● **Stated exercise 1**:
In the Albany travel excerpt below, on which days of the week is Schuyler Mansion open for guided tours?
● **Stated exercise 2**:
Please extend the Albany travel excerpt below, picking up right after its last sentence.

● **Excerpt to read**:
::::
Other things to do along the Hudson River include biking or hiking on the Mohawk-Hudson Bike-Hike Trail. Tourists could try the portion of this waterfront path that stretches for 10 miles from Albany to the town of Cohoes. Visitors can rent bikes from CDPHP Cycle!
6. See the Historic Homes of Prominent 18th-Century Citizens
The renowned and wealthy Revolutionary War general Philip J. Schuyler and his wife Catharine Van Rensselaer lived at Schuyler Mansion in Albany from 1763 to 1804. (Their daughter Elizabeth married Alexander Hamilton in 1780.) The original 80-acre hilltop estate included a working farm, orchard, and formal garden. The Schuyler Mansion State Historic Site (32 Catherine Street) is open to the public for guided tours from mid-May until the end of October, Wednesday through Sunday from 11am until 5pm. Tours are available by advance reservation only.
::::
● **Recorded data**:
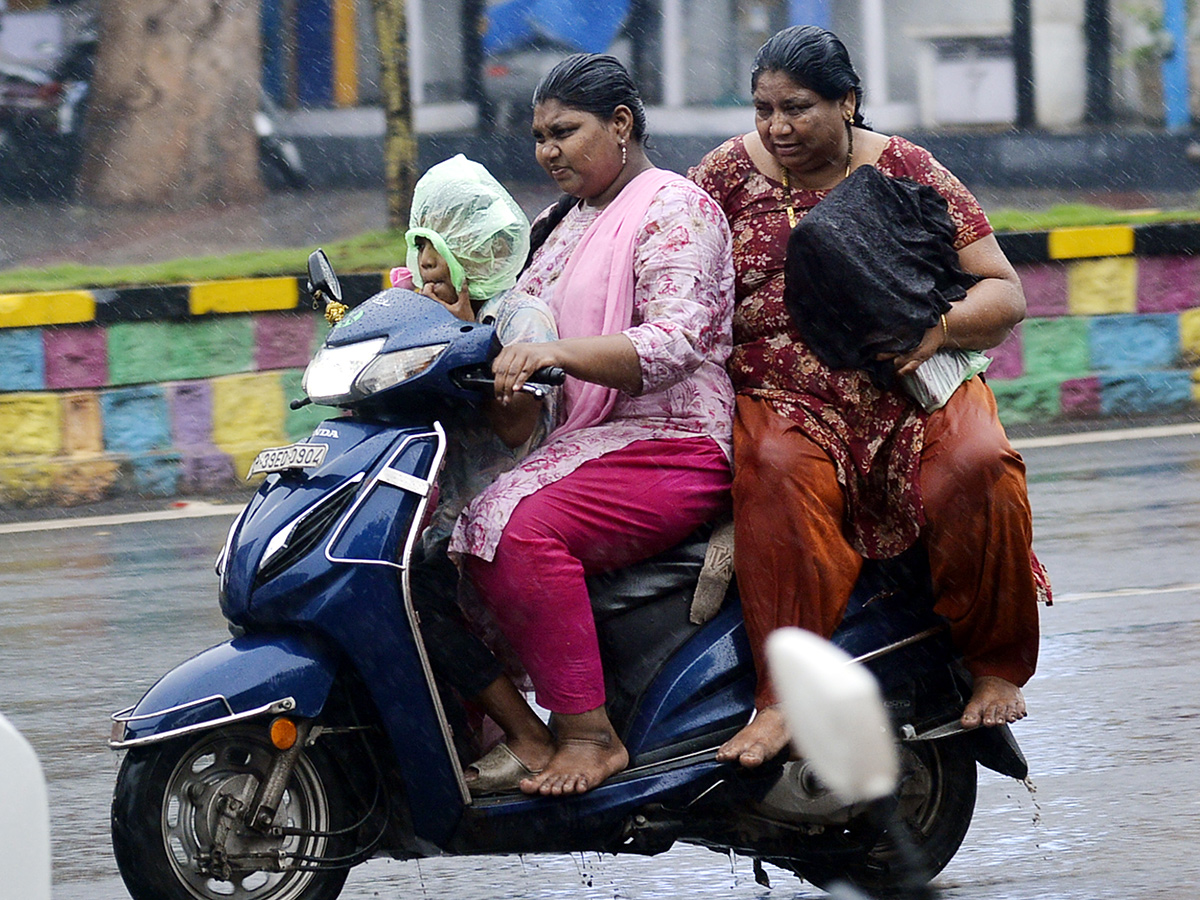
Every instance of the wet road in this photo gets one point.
(91, 615)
::::
● **Final result 1**:
Wednesday through Sunday

● **Final result 2**:
Recently reopened after a decade-long refurbishment project, the 18th-century Historic Cherry Hill house was built for a prominent local family and has been converted into a museum that displays the original interior decor, books, clothing, diaries, and photographs dating from 1787 to 1963. Tourists may visit the Historic Cherry Hill house by taking a guided tour (June through November on Fridays from 1pm to 4pm and Saturdays 10am to 4pm); reservations are required.
In a historic neighborhood of Albany, Ten Broeck Mansion (9 Ten Broeck Place) is a handsome Federal-style house built in 1797 to 1798 for General Abraham Ten Broeck. The estate features resplendent formal gardens with colorful flower beds. To see the interior of the house, visitors must sign up for a guided tour in advance. Tours are available from mid-May until mid-October on Fridays and Saturdays. The lovely gardens of Ten Broeck Mansion are open to the public, free of charge, beginning at the end of March until early November (from dawn until dusk).
It's worth taking a short drive (three miles from Albany) to the town of Rennselaer to see the Crailo State Historic Site. This 18th-century manor house contains a Museum of the Colonial Dutch in the Hudson River Valley. The Crailo State Historic Site is open to the public for guided tours mid-May through October, Wednesday through Sunday. Tours are offered on the hour from 11am until 4pm. Reservations are not required.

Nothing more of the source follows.